* **EXERCISE DESCRIPTION**
What is needed is an exact copy of the entries below, from the line that contains "output [[194, 425]]." through the final line, both included, and nothing else.

Rows from a dataset
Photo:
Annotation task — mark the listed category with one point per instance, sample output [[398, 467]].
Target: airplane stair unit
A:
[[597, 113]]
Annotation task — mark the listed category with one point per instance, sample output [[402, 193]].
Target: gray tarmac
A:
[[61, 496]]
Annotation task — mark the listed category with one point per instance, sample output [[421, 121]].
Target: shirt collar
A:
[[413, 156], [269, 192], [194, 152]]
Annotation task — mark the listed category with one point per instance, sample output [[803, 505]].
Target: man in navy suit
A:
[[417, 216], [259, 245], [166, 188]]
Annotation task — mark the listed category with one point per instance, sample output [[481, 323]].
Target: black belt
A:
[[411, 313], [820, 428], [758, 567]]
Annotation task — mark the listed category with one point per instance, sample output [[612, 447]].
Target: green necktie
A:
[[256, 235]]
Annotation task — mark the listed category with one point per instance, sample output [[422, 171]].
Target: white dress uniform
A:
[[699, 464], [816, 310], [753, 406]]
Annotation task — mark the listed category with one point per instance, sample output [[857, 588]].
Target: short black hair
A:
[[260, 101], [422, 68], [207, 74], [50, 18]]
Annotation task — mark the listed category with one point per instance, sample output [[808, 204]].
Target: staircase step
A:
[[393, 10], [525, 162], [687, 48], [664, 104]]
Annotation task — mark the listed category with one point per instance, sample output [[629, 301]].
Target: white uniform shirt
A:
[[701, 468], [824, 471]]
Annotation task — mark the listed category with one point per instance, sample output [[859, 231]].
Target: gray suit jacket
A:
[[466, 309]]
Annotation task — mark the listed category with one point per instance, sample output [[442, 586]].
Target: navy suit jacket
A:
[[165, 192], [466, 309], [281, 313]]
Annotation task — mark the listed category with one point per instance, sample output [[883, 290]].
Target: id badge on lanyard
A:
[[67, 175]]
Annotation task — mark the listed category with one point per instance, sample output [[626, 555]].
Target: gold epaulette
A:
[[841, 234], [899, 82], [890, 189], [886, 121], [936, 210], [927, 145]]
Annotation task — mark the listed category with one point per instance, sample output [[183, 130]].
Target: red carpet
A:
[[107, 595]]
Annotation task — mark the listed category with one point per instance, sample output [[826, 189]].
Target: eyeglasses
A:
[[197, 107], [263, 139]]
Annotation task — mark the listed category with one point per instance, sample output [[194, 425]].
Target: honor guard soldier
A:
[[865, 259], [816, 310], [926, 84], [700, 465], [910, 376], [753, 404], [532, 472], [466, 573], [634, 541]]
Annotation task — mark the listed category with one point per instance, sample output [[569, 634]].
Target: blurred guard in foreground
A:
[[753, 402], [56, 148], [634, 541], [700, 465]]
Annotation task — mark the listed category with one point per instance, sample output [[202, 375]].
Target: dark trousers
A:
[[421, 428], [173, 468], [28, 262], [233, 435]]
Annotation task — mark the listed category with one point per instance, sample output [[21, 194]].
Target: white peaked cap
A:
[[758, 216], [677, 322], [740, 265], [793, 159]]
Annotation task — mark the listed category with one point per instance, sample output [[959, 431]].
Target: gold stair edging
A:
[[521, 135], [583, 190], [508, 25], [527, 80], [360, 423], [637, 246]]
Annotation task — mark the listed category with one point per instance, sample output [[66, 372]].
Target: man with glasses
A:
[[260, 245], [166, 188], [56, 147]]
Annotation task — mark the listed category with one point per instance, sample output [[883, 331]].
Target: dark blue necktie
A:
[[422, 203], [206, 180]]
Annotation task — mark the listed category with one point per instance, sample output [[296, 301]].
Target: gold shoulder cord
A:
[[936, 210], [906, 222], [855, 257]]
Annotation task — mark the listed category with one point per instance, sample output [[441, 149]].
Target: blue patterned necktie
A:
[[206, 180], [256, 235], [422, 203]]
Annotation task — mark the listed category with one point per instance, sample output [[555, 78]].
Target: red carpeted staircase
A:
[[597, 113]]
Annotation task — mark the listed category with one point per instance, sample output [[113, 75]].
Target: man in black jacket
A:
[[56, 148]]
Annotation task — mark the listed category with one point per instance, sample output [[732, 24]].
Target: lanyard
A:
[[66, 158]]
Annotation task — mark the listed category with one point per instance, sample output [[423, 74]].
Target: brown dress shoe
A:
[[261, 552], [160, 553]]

* **OUTPUT OF THE EXERCISE**
Annotation task — mark the listed category with one point per instance, sample output [[194, 425]].
Target: honor guard soldier
A:
[[865, 259], [816, 310], [926, 84], [700, 465], [910, 376], [753, 404], [532, 472], [466, 573], [634, 541]]
Annotation task — mark the listed category with one point per instance, sample output [[569, 634]].
Target: blurred guard in foreground
A:
[[753, 402], [56, 148], [634, 541], [700, 465]]
Annotation task — mark the listed category with one point per instance, sample output [[202, 375]].
Target: dark trousers
A:
[[421, 428], [173, 468], [28, 262], [233, 435]]
Annotation task — mark the listed category with one point per instance, sample output [[21, 194]].
Target: white peaked cap
A:
[[758, 216], [677, 322], [740, 265], [793, 159]]
Annotation task — mark the listed category with one point per instance, sample output [[959, 431]].
Target: gold stair edging
A:
[[521, 135], [583, 190], [508, 25], [527, 80], [360, 423], [637, 246]]
Annotation task — mark the listed category with one point per instance, sample output [[66, 372]].
Target: man with glasses
A:
[[260, 245], [166, 188], [56, 147]]
Annotation task — mark the listed category with one point per instance, sample output [[883, 331]].
Target: dark blue necktie
A:
[[422, 203], [206, 180]]
Annotation task — mark the listed category with one point per instance, sample output [[296, 301]].
Target: gold shoulder cord
A:
[[936, 210], [906, 222], [855, 257]]
Annotation task — mark the listed category with one point per instance, sample output [[441, 149]].
Target: blue patterned necktie
A:
[[206, 180], [256, 235], [422, 203]]
Annotation task — mark the listed category with one point per instance, sample output [[555, 78]].
Target: red carpeted staircase
A:
[[597, 113]]
Annotation task — mark the listed category with one point per instance, sample output [[113, 75]].
Target: man in black jacket
A:
[[56, 148]]
Annotation task — mark the listed category with one point per instance, sample output [[732, 24]].
Target: lanyard
A:
[[66, 158]]
Annotation task — mark the listed category with one point per instance, sample output [[423, 74]].
Target: brown dress shoe
A:
[[261, 552], [160, 553]]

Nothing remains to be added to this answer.